-- Reading passage start --

1902 Encyclopedia > 1st Marquis of Hastings

1st Marquis of Hastings
(Francis Rawdon-Hastings)
English soldier and politician
(1754-1826)



FIRST MARQUIS OF HASTINGS (FRANCIS RAWDON HASTINGS) (1754-1826), ranks among those governors-general of India who, completing the work of Clive and Warren Hastings, achieved the creation of the Indian empire of England. The services of Lord Hastings in this respect were special and important. He was both governor-general and commander-in-chief in India from 1813 till the end of 1822 ; during that period he carried two important wars, the Nepaulese and the Mahratta, to a successful issue; while adding to the territories of the East India Company, he in several respects altered and improved their policy ; and by the sagacity and at the same time the generosity of his own administration (in which he exhibited the true qualities of a Christian proconsul) he won reverence from the natives and left a great name in India.

-- Reading passage end --
-- Data excerpts start --

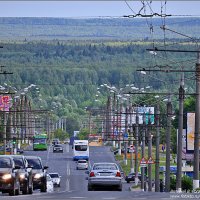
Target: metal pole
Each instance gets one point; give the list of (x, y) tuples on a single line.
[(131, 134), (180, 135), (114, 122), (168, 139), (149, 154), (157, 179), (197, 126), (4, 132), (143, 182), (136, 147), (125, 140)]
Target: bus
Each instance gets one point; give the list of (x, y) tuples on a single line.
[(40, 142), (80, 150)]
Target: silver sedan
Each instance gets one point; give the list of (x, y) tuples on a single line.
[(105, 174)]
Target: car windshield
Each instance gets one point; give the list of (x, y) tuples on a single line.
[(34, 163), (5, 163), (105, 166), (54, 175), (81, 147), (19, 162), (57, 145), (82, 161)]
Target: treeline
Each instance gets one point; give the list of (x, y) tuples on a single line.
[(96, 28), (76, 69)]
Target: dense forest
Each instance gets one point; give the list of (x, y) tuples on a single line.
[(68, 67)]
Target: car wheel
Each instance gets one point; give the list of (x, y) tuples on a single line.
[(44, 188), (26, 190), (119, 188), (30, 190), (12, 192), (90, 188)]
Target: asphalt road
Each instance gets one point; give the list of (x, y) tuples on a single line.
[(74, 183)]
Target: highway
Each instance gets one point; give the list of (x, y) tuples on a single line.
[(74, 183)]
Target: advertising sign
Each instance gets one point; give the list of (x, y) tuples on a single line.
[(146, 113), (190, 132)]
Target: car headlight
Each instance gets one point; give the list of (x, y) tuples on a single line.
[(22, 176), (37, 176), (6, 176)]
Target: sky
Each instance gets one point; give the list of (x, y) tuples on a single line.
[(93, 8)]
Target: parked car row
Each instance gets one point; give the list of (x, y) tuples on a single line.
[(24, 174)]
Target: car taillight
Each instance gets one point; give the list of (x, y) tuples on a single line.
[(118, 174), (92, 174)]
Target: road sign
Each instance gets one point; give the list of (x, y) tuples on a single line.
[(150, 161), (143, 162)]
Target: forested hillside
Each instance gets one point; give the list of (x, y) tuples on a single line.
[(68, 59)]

-- Data excerpts end --
-- Data excerpts start --

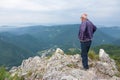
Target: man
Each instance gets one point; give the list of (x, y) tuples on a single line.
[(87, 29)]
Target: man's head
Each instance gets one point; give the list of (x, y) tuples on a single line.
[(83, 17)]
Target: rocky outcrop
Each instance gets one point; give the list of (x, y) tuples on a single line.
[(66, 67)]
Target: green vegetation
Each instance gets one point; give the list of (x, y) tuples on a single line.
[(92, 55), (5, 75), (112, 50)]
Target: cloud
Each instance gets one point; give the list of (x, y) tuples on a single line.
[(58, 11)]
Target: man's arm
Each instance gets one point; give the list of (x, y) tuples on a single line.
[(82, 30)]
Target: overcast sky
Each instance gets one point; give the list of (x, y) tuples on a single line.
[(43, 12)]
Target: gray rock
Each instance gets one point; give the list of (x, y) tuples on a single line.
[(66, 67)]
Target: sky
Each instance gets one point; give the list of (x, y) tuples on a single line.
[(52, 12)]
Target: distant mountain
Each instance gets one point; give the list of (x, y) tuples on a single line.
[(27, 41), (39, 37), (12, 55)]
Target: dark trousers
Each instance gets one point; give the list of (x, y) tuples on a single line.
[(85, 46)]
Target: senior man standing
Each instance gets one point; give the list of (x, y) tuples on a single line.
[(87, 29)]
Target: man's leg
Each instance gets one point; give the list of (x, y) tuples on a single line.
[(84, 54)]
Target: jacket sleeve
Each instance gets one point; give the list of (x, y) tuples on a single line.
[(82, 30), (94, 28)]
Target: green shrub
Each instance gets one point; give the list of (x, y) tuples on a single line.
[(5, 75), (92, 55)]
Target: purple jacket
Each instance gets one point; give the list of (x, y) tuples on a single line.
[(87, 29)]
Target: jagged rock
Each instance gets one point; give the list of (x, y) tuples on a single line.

-- Data excerpts end --

**Problem to solve**
Summarize the encyclopedia entry on the first Marquis of Hastings in two sentences.

**Result for this task**
Francis Rawdon Hastings, the first Marquis of Hastings (1754-1826), ranks among the governors-general of India who, completing the work of Clive and Warren Hastings, created England's Indian empire. Serving as both governor-general and commander-in-chief from 1813 until the end of 1822, he brought the Nepaulese and Mahratta wars to a successful issue, added to the East India Company's territories and improved its policy, and through a wise and generous administration won the natives' reverence and left a great name in India.